## RECORDS PROVIDED

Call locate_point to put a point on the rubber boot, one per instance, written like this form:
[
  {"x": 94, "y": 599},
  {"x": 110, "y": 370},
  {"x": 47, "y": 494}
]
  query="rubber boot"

## THE EXERCISE
Reproduce every entry above word for word, leaving nothing out and changing nothing.

## THE RESPONSE
Call locate_point to put a point on the rubber boot, one per instance, written like this form:
[
  {"x": 94, "y": 599},
  {"x": 110, "y": 370},
  {"x": 47, "y": 494}
]
  query="rubber boot"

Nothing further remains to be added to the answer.